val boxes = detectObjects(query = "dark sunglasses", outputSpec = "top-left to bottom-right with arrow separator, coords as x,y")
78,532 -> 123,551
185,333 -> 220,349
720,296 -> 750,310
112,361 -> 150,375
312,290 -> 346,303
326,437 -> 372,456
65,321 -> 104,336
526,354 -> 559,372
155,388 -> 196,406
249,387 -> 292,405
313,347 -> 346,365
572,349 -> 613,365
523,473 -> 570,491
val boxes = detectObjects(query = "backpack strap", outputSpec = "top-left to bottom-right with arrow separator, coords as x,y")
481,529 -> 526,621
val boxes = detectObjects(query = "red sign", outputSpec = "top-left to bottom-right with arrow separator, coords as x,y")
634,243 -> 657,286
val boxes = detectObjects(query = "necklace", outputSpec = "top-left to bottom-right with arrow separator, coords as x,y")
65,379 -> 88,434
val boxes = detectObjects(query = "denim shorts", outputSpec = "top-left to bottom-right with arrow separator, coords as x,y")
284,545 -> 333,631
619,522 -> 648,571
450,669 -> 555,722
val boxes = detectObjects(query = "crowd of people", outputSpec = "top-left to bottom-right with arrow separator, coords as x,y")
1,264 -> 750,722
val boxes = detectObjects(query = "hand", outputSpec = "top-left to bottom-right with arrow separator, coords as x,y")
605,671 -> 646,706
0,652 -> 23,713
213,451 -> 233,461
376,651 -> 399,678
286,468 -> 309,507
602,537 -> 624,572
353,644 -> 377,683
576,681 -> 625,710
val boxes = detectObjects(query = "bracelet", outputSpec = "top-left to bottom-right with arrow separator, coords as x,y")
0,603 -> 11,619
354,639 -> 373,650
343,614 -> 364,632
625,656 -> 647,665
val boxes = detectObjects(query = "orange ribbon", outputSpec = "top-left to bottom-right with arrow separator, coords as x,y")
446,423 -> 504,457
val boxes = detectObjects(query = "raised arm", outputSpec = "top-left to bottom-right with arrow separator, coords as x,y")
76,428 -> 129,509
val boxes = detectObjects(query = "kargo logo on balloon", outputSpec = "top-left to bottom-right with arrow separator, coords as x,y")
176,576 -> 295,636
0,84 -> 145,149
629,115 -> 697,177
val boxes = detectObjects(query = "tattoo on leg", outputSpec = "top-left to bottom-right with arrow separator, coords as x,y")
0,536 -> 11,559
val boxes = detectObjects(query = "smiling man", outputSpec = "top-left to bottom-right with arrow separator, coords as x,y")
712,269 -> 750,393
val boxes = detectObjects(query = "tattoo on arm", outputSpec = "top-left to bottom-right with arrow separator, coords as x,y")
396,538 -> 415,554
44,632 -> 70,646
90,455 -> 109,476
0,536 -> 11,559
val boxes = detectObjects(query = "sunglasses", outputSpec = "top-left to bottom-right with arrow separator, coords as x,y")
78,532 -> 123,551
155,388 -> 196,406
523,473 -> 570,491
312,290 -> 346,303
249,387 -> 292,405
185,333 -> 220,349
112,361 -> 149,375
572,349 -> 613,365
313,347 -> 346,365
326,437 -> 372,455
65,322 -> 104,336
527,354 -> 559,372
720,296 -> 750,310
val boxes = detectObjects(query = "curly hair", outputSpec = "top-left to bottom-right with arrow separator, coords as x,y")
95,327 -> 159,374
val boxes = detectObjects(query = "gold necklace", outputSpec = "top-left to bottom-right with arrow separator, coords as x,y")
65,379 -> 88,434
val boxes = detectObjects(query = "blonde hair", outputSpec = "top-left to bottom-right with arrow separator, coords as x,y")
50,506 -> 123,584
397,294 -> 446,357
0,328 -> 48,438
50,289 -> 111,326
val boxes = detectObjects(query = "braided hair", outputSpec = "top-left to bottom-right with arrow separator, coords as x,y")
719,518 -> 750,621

Your task: Nothing in the data may be left out; copy every line exactly.

Response box:
val boxes = detectObjects(query = "dark sunglasses", outputSpec = "top-left to bottom-right with arrow separator, coords as x,y")
78,532 -> 123,551
185,333 -> 220,349
720,296 -> 750,310
112,361 -> 150,375
312,290 -> 346,303
326,437 -> 372,456
65,321 -> 104,336
526,354 -> 559,372
155,388 -> 196,406
249,387 -> 292,405
313,347 -> 346,365
572,349 -> 613,365
523,473 -> 570,491
val boxes = detectObjects(query = "backpack strap", outputSpec = "top-left to bottom-right with arrow separator, coords as x,y")
481,529 -> 526,621
val boxes = detectObjects(query = "red sign", outputSpec = "top-left to bottom-right with arrow separator, coords as x,y")
634,243 -> 657,286
val boxes = detectObjects(query = "necklace", outputSpec = "top-left to bottom-right with arrow separator, coords as x,y")
65,379 -> 88,434
val boxes = detectObjects(query = "denim shorts", outputSpec = "top-left to bottom-right with arrow separator, coords as x,y")
284,545 -> 333,631
619,522 -> 648,571
450,669 -> 555,722
val boxes = detectObjects(query = "crowd of people", outputSpec = "top-left to bottom-right with arrow separator, coords as x,y")
1,264 -> 750,722
val boxes = detectObjects(query = "hand", outputSpec = "top-left to bottom-right with arrow separator, coords as x,y")
605,671 -> 646,706
0,652 -> 23,713
213,451 -> 233,461
376,651 -> 399,678
286,468 -> 309,507
602,537 -> 624,572
353,644 -> 377,683
576,681 -> 625,710
val boxes = detectObjects(query = "bracelet", outputSpec = "top-left to bottom-right with arrow separator, coords as x,y")
0,603 -> 11,619
354,639 -> 373,650
343,614 -> 364,632
625,656 -> 647,665
val boxes = detectObjects(query = "orange ribbon", outputSpec = "top-left to bottom-right with arrow separator, coords as x,y")
446,423 -> 504,457
val boxes = detectObjects(query = "raised arm", outputSpec = "top-left to bottom-right with arrow separator, coords as x,y")
76,428 -> 129,509
val boxes = detectObjects(query = "kargo logo on balloon", outputSpec = "top-left to bottom-right with arrow separator, coords as x,y")
176,576 -> 295,636
0,84 -> 145,149
629,115 -> 697,177
val boxes = detectObjects(query = "tattoo on leg", outputSpec = "top-left to bottom-right with arrow separator, coords as x,y")
0,536 -> 11,559
val boxes = detectObjects(query = "smiling man", outputSpec = "top-left to bottom-right with arrow separator, coords as x,y")
712,269 -> 750,393
val boxes = detectObjects(query = "tattoo on arm", outputSpec = "top-left to bottom-right with arrow separator, coords as x,y")
396,538 -> 415,554
44,632 -> 70,646
90,455 -> 109,476
0,536 -> 11,559
val boxes = detectObjects(query = "sunglasses", outputSpec = "top-left to bottom-right with arrow separator, coords as x,y")
78,532 -> 123,551
155,388 -> 196,406
523,473 -> 570,491
312,290 -> 346,303
249,387 -> 292,405
185,333 -> 220,349
112,361 -> 149,375
572,349 -> 613,365
313,347 -> 346,365
326,437 -> 372,455
65,322 -> 104,336
527,354 -> 559,372
720,296 -> 750,310
val boxes = detectObjects(query = "curly hair", outputSpec = "top-left to bottom-right with arrow separator, coords as x,y")
95,327 -> 159,374
val boxes = detectObjects(query = "gold necklace", outputSpec = "top-left to bottom-right with arrow separator, coords as x,y")
65,379 -> 88,434
val boxes = detectObjects(query = "blonde hair", outputSpec = "top-left to bottom-right with arrow separator, coords as x,y")
50,506 -> 123,584
397,294 -> 446,357
0,328 -> 48,438
50,289 -> 111,326
val boxes = detectObjects(query = "braided hair", outputSpec = "top-left to bottom-right with arrow separator, coords as x,y")
719,518 -> 750,621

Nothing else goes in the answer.